▶ **Task**
List each line in the entries below that contains the word "with".

▶ **Listed records**
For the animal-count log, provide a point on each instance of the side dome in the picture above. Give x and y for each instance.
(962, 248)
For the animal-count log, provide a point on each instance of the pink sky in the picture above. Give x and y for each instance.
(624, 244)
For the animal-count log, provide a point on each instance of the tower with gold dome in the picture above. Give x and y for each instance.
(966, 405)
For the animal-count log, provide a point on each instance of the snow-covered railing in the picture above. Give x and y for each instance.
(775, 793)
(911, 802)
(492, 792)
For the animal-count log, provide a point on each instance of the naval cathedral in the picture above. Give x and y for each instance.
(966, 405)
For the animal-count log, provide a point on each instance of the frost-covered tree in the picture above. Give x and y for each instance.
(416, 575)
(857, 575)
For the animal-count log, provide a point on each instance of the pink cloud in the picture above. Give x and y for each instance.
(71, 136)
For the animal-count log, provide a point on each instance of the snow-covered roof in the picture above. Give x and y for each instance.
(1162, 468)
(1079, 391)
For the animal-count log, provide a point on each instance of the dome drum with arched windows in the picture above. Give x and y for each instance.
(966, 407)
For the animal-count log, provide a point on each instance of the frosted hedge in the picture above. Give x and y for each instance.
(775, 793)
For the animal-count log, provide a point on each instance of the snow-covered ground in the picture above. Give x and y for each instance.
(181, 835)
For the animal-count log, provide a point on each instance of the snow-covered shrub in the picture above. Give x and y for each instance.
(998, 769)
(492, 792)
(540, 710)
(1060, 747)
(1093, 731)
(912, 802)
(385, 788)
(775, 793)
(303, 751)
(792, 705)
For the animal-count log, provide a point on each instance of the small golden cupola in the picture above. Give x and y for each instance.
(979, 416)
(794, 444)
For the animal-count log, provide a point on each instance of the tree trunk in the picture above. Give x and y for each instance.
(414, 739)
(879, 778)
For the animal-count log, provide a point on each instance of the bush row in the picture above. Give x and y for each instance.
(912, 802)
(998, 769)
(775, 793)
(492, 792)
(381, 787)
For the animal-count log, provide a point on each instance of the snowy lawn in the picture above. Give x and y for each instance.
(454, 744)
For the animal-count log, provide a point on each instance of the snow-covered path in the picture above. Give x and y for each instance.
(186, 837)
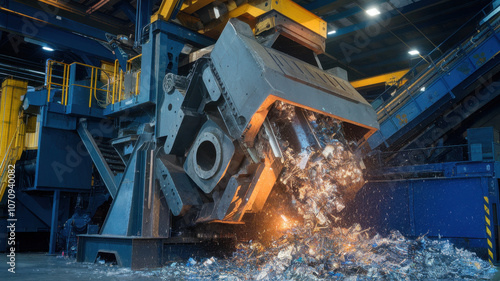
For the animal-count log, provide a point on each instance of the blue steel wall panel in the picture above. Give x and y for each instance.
(62, 161)
(449, 207)
(385, 205)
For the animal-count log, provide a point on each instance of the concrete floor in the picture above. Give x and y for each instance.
(40, 267)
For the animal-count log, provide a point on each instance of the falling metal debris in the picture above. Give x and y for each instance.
(323, 173)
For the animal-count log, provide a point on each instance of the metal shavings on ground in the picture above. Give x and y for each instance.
(323, 178)
(339, 254)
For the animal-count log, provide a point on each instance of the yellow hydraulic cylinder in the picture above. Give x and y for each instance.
(10, 103)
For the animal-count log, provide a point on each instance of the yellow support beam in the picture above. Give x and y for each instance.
(191, 6)
(10, 102)
(11, 127)
(380, 79)
(247, 12)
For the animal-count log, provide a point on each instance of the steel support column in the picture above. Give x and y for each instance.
(54, 222)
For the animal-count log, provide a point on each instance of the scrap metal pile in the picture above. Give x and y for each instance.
(321, 178)
(339, 254)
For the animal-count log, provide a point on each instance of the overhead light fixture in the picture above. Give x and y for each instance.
(373, 12)
(413, 52)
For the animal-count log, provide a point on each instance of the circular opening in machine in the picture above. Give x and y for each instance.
(206, 155)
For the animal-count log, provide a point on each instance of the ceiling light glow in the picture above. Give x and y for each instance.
(413, 52)
(373, 12)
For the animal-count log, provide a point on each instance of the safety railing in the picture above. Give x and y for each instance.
(100, 93)
(126, 84)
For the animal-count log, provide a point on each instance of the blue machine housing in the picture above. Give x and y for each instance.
(458, 201)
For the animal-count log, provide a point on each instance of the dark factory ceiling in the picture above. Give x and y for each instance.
(364, 45)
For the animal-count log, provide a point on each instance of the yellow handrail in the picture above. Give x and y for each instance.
(65, 81)
(115, 81)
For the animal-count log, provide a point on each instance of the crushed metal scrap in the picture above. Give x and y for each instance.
(322, 176)
(339, 254)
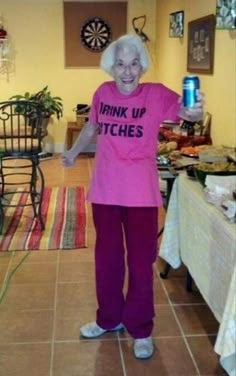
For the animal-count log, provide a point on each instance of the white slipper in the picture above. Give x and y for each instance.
(143, 348)
(93, 330)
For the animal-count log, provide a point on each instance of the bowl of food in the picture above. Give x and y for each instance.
(190, 171)
(201, 170)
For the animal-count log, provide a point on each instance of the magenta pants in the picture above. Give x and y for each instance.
(125, 236)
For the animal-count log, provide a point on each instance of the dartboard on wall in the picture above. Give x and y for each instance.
(95, 34)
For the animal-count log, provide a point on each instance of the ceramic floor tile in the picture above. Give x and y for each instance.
(28, 297)
(203, 350)
(26, 326)
(165, 323)
(72, 296)
(176, 289)
(68, 327)
(35, 273)
(76, 272)
(25, 360)
(196, 319)
(171, 358)
(27, 311)
(87, 358)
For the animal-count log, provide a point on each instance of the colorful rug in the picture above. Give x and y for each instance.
(64, 213)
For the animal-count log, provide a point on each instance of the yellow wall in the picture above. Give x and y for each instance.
(36, 32)
(219, 88)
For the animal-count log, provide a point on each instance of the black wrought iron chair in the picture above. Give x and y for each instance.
(21, 134)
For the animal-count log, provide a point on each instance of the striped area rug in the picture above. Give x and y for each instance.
(64, 212)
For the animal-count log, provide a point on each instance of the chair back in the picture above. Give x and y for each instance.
(21, 128)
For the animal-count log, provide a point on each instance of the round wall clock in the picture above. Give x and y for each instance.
(95, 34)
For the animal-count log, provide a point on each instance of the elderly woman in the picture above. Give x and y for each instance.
(124, 191)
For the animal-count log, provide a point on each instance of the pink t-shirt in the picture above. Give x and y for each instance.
(125, 171)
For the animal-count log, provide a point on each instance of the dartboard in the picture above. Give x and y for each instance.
(95, 34)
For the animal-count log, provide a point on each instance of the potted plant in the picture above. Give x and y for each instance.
(52, 105)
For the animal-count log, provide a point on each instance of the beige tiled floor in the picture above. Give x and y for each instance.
(52, 294)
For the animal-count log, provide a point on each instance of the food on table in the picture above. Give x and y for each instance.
(217, 167)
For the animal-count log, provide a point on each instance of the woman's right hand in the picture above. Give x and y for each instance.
(68, 158)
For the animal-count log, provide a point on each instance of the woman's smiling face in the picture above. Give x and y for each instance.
(127, 69)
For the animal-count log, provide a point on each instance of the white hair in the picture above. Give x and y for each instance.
(129, 40)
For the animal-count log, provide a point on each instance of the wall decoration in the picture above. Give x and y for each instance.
(226, 14)
(138, 24)
(89, 26)
(201, 41)
(176, 24)
(95, 34)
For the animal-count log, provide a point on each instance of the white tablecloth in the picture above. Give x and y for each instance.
(197, 234)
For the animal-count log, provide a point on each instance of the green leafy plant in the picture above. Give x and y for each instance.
(51, 104)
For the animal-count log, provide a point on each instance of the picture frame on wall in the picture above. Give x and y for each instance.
(226, 14)
(201, 44)
(176, 24)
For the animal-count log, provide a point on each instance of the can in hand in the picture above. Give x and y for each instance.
(190, 86)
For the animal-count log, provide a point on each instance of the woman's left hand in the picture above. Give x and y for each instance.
(194, 113)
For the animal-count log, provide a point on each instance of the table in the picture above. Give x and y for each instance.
(197, 234)
(72, 129)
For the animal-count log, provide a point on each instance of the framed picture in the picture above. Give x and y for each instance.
(201, 41)
(226, 14)
(176, 24)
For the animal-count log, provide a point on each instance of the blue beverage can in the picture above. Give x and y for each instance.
(190, 86)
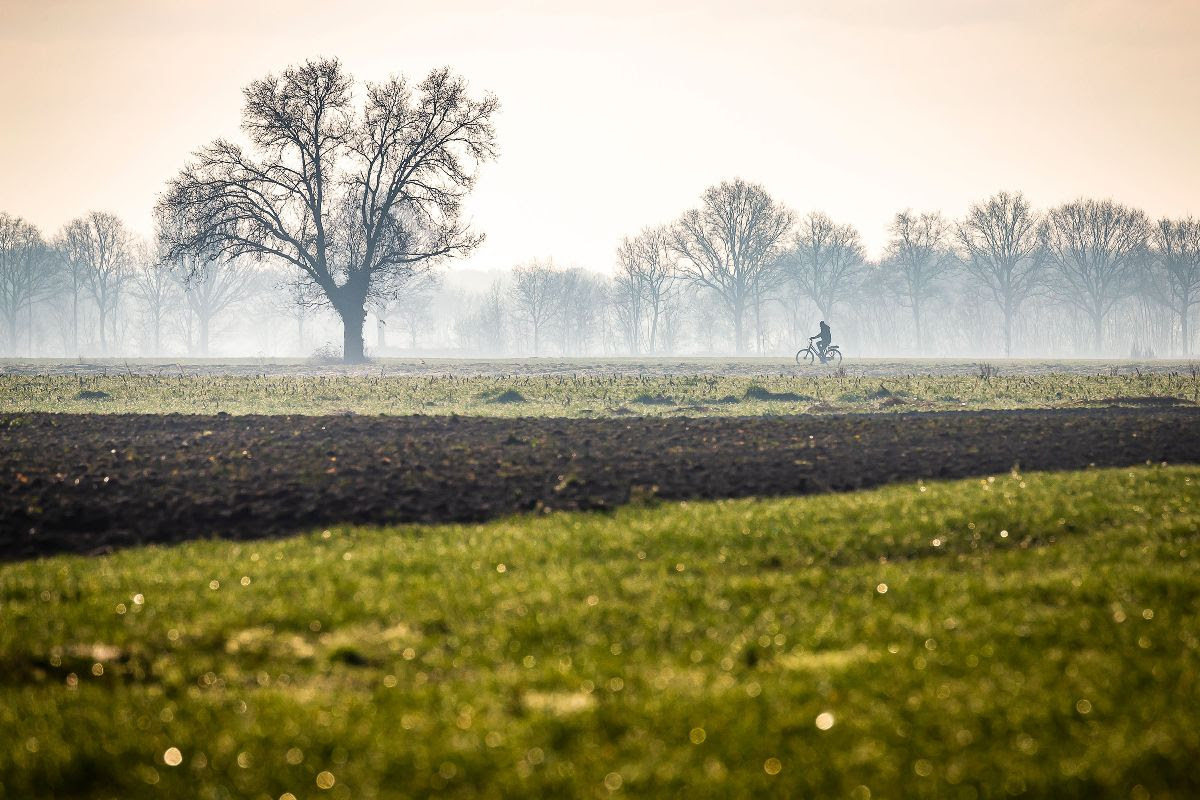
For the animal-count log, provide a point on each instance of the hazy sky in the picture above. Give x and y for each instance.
(616, 116)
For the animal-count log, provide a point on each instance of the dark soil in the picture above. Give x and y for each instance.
(89, 483)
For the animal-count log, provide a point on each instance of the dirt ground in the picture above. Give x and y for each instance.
(89, 483)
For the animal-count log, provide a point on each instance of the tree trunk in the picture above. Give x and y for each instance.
(1008, 332)
(204, 335)
(103, 337)
(1183, 330)
(353, 348)
(916, 323)
(75, 323)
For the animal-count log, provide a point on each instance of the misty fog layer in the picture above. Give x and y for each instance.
(1086, 278)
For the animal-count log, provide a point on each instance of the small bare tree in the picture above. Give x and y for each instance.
(730, 245)
(210, 289)
(25, 272)
(1097, 247)
(646, 276)
(153, 283)
(355, 199)
(919, 260)
(409, 308)
(625, 298)
(577, 308)
(484, 329)
(1002, 252)
(534, 294)
(97, 250)
(825, 262)
(1175, 270)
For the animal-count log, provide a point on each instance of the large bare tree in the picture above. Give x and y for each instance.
(97, 250)
(1097, 248)
(730, 245)
(646, 276)
(1001, 251)
(825, 262)
(357, 197)
(1175, 274)
(919, 260)
(25, 272)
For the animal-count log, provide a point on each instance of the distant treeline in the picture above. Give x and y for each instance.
(737, 274)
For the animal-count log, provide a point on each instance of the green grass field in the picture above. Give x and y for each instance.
(582, 394)
(1027, 635)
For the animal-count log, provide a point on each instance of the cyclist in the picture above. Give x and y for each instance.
(823, 340)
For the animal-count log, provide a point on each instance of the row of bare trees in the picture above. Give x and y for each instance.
(95, 278)
(748, 250)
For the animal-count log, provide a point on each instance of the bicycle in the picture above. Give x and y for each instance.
(811, 355)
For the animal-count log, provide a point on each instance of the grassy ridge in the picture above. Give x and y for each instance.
(579, 395)
(1027, 635)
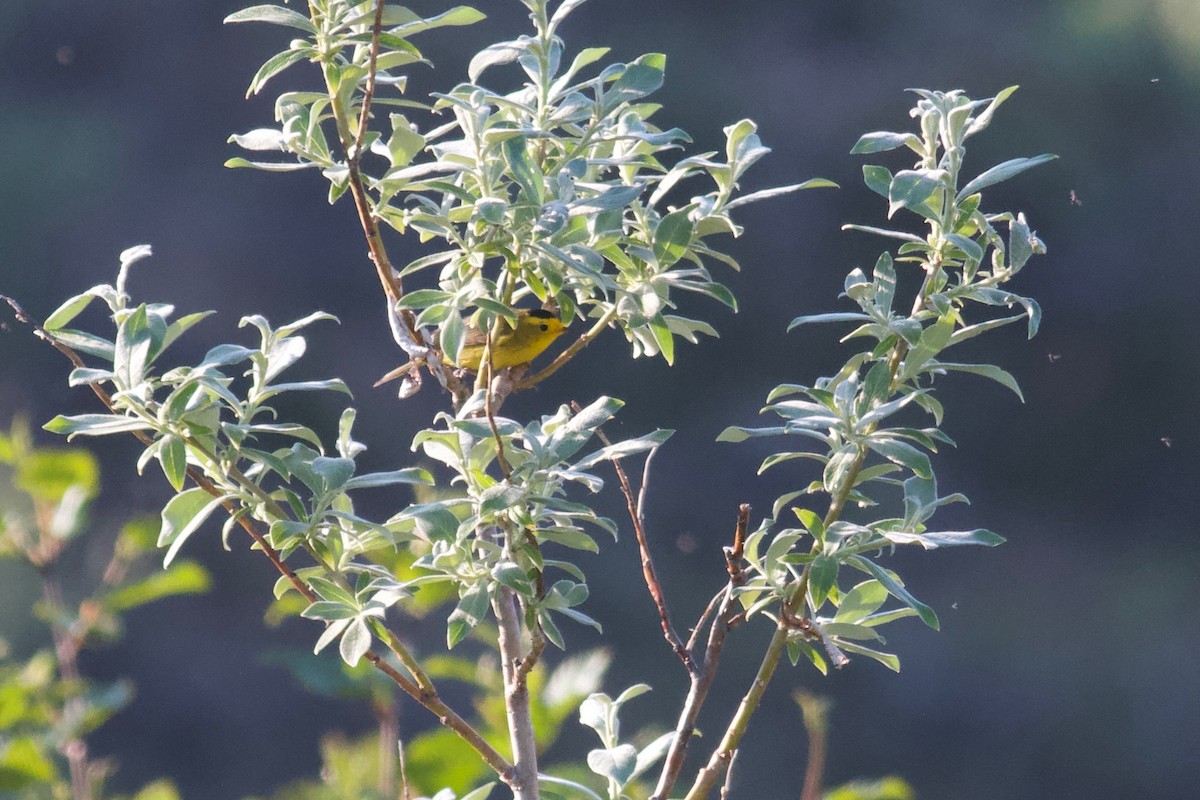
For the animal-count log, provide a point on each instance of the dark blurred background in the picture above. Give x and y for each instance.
(1067, 661)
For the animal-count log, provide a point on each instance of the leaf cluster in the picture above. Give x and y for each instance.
(862, 417)
(557, 192)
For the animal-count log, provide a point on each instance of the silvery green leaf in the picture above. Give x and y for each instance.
(617, 763)
(273, 14)
(883, 140)
(895, 589)
(933, 540)
(1002, 172)
(985, 370)
(183, 516)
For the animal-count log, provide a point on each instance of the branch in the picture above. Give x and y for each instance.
(516, 698)
(702, 681)
(648, 571)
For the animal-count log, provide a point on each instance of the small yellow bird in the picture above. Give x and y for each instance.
(537, 330)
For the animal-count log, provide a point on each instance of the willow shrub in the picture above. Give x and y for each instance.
(562, 194)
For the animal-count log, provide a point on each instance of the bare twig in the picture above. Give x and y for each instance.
(815, 711)
(729, 776)
(648, 572)
(726, 618)
(516, 698)
(369, 91)
(703, 618)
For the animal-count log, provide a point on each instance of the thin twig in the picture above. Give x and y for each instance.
(537, 647)
(369, 91)
(403, 769)
(703, 618)
(485, 373)
(726, 618)
(646, 483)
(815, 713)
(648, 572)
(729, 776)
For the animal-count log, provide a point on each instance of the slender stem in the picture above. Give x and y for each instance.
(388, 719)
(702, 681)
(729, 776)
(66, 653)
(815, 711)
(516, 698)
(648, 572)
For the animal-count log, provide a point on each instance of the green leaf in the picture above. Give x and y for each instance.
(49, 474)
(273, 14)
(672, 238)
(493, 55)
(94, 425)
(984, 119)
(862, 601)
(268, 166)
(985, 370)
(779, 191)
(886, 659)
(822, 578)
(933, 341)
(933, 540)
(67, 311)
(664, 337)
(912, 187)
(183, 516)
(523, 170)
(469, 612)
(832, 317)
(173, 458)
(510, 575)
(617, 763)
(135, 340)
(271, 67)
(371, 480)
(1002, 172)
(877, 179)
(895, 589)
(883, 140)
(640, 78)
(355, 642)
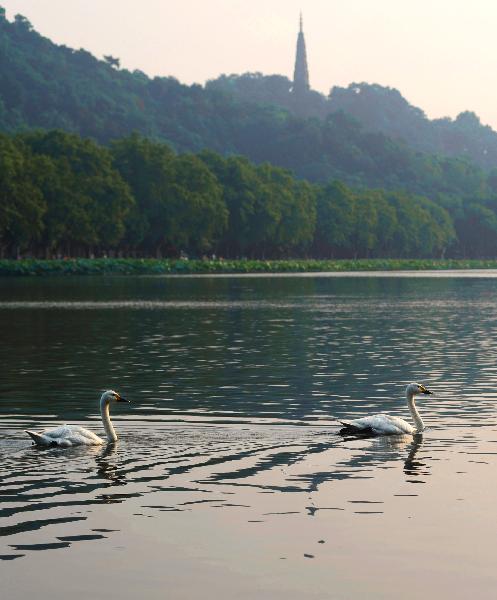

▶ **Response for this exercise**
For the animal-count log, provide a point on each instance of the tower with gold dome in the picture above. Give x and y for each instance.
For the animal-count log, provide a point on each instance of the dome drum with arched windows in the picture above. Give x and y for each instance.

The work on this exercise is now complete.